How to complete this task:
Transcribe the passage of the essay on physics and living things between "Dead matter has" and "Decoding Reality (2010).", inclusive.

Extract:
_ _ _ _

Dead matter has no goals of its own, yet life is constantly striving. That makes it a deep puzzle for physics
Animate object: Arctic Terns are among the species of migratory bird thought to use quantum effects to navigate. Photo by Paul Souders/Corbis
Vlatko Vedral is a professor of physics at the University of Oxford and the National University of Singapore. He is the author of Decoding Reality (2010).
The separation between sciences is crumbling. Nature doesn’t recognise disciplinary borders, and as we deepen our understanding, we see more of what these traditionally distinct branches of science have in common. There remain, however, curious hold-outs.
Physics deals with the basic properties of matter and energy and how they interact. Chemistry asks how atoms get together to form more complex molecules and what effect this has on the resulting substances. What both have in common is that they study inanimate matter.
Biology, on the other hand, studies living organisms. And here we encounter the central obstacle to seeing all of natural science as one big coherent whole. Inanimate matter seems to obey the laws of nature without exception and down to the last letter. Living things, by contrast, appear to have a will of their own. They are best understood — perhaps even best defined — by what might be called purposiveness. They try to do things, and while they cannot violate the laws of nature, they certainly can exploit them in order to realise their goals. You can't say the same for inanimate matter.

_ _ _ _

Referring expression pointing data

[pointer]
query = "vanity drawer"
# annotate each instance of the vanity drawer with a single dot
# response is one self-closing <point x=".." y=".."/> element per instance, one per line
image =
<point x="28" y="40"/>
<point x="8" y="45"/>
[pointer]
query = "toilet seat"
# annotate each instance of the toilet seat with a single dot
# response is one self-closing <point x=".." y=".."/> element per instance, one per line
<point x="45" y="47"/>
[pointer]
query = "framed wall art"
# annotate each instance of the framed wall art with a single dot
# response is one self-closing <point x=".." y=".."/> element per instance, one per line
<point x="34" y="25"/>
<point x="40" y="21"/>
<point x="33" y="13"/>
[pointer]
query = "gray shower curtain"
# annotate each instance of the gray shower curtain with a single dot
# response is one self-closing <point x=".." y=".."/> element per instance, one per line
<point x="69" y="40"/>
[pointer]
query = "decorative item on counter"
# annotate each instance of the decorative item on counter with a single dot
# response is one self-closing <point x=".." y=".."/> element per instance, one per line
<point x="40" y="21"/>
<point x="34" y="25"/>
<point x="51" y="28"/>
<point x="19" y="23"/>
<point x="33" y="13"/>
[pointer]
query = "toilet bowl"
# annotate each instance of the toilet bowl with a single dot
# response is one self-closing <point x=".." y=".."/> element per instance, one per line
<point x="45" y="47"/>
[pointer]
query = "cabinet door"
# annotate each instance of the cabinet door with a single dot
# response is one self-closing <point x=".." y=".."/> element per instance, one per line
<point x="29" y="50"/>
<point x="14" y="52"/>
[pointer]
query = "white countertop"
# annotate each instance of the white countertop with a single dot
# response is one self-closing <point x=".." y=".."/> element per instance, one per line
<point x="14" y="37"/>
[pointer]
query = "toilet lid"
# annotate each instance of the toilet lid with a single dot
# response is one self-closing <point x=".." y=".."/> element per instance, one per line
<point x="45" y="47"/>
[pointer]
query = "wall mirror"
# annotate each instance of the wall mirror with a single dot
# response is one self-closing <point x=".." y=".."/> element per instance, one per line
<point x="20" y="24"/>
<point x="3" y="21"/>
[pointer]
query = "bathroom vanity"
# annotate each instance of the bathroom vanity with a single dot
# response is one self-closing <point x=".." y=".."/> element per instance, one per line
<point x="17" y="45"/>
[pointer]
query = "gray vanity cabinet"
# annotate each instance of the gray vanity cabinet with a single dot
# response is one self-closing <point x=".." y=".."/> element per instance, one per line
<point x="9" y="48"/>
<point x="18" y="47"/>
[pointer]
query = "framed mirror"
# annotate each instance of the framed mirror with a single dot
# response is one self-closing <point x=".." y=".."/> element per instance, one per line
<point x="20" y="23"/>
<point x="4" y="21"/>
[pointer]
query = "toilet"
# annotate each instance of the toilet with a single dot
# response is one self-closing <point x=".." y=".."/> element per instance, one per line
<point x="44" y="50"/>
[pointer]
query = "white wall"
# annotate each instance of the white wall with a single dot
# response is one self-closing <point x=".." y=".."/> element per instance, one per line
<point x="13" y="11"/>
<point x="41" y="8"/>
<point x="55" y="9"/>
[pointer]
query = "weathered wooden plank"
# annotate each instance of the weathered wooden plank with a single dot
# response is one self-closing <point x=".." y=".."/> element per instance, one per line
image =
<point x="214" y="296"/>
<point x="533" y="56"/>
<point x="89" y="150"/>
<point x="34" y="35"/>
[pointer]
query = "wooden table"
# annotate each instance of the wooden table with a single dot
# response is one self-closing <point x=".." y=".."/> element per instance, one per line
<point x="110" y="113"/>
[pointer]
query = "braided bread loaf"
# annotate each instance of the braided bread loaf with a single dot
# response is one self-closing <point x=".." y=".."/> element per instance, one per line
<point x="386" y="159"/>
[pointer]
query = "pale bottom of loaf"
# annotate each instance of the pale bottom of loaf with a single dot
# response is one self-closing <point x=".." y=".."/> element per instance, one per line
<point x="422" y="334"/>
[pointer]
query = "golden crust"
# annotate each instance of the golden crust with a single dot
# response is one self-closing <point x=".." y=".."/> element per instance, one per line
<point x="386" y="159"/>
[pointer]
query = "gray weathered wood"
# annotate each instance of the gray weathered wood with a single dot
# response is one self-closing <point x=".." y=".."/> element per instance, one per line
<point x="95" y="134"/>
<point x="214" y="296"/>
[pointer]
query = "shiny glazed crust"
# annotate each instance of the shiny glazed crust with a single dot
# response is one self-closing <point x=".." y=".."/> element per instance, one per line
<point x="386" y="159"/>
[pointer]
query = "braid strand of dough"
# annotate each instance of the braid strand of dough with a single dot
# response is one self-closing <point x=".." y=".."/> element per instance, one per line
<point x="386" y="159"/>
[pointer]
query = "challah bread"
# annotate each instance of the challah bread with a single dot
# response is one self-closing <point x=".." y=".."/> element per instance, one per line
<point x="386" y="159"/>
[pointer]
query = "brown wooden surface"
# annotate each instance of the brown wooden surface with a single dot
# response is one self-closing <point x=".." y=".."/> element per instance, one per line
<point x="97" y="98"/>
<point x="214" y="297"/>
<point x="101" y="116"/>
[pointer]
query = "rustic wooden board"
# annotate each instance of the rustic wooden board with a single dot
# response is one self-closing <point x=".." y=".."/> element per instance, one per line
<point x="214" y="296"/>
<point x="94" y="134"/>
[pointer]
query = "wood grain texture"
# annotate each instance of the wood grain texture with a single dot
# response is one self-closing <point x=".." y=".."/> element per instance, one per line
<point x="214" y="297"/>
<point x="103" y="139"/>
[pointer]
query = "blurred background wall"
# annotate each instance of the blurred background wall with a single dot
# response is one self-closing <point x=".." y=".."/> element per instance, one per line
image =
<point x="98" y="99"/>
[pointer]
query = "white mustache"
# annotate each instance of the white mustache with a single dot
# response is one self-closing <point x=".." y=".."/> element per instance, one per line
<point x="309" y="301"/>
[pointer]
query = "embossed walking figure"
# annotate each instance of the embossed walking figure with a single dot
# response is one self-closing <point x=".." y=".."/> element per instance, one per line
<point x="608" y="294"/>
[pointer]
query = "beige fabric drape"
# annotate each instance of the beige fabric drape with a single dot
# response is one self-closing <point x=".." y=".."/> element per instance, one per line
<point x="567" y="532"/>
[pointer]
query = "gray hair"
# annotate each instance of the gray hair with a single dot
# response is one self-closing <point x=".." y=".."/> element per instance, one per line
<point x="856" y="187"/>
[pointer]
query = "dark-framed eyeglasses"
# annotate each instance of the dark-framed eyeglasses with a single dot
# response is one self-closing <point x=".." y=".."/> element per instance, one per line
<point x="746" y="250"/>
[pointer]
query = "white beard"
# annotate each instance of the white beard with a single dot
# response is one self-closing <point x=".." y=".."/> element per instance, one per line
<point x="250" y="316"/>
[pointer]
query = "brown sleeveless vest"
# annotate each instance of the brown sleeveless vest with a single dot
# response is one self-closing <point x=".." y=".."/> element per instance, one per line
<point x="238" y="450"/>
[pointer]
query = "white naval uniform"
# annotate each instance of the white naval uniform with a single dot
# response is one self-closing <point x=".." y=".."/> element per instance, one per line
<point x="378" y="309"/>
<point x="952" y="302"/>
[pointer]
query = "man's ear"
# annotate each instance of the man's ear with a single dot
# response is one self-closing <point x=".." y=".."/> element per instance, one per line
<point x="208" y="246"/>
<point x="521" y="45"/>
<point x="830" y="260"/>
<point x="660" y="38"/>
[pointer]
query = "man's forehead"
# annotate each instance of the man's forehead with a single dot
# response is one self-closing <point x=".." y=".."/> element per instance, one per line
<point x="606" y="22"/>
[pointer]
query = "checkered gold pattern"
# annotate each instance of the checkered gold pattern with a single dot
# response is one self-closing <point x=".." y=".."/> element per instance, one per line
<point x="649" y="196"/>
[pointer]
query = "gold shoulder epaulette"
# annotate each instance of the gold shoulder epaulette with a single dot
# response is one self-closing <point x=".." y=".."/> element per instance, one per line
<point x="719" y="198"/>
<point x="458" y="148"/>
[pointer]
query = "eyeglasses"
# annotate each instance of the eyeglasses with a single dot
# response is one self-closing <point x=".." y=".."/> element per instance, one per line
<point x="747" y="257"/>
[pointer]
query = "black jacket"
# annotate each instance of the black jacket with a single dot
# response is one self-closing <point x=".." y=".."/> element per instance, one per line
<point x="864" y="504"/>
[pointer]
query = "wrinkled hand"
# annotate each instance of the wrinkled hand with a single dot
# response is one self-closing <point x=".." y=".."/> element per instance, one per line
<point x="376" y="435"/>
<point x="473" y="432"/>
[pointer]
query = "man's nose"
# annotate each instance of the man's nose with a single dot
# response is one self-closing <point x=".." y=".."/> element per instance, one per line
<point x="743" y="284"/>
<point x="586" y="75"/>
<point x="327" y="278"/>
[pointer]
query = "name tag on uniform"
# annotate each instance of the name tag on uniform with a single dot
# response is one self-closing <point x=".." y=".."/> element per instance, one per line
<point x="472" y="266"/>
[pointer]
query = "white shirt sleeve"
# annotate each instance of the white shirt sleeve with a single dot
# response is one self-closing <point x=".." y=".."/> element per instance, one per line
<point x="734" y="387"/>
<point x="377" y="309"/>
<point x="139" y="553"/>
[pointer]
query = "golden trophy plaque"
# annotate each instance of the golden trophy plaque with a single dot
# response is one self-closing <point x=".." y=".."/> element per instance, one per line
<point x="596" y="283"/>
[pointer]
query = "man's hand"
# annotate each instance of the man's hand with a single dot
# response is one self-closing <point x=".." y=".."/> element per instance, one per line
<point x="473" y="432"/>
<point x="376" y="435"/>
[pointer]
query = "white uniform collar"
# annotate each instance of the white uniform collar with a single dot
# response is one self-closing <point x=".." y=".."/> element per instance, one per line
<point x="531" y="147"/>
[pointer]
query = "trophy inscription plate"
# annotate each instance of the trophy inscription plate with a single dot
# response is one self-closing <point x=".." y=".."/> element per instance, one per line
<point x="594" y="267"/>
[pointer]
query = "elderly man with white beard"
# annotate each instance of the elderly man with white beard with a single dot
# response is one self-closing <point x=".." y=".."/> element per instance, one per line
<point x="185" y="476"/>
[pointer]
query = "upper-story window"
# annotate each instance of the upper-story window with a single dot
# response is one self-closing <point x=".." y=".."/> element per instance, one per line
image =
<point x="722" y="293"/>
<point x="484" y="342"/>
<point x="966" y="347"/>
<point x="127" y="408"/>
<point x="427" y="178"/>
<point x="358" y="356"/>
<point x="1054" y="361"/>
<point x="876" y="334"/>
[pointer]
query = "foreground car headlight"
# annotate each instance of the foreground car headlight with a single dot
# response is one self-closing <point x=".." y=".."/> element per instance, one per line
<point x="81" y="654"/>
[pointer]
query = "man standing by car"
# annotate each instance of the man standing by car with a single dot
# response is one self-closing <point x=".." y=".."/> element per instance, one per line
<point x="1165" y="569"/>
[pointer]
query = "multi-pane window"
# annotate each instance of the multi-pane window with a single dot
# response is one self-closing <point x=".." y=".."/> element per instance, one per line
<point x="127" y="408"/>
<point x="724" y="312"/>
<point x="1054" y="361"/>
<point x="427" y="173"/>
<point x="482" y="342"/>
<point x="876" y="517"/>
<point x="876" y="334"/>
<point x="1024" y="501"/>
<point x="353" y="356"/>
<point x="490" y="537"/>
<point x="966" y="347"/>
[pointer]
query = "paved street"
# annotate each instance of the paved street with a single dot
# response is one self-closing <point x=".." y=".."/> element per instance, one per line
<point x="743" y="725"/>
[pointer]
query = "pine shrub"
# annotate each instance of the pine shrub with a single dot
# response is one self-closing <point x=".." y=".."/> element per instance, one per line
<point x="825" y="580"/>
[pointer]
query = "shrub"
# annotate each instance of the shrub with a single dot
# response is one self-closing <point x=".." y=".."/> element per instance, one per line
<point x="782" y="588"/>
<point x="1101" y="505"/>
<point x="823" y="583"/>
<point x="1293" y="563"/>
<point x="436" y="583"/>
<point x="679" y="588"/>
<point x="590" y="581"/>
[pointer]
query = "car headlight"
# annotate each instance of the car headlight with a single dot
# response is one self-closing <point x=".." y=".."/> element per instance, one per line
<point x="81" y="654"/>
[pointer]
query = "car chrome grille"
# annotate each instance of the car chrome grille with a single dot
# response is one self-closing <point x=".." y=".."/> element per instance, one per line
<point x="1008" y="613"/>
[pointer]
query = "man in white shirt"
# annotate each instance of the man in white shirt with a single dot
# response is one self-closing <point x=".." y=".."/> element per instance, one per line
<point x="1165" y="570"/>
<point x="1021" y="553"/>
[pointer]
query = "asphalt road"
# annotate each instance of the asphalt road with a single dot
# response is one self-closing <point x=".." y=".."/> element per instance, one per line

_ _ _ _

Response area:
Dead matter has no goals of its own, yet life is constantly striving. That makes it a deep puzzle for physics
Animate object: Arctic Terns are among the species of migratory bird thought to use quantum effects to navigate. Photo by Paul Souders/Corbis
Vlatko Vedral is a professor of physics at the University of Oxford and the National University of Singapore. He is the author of Decoding Reality (2010).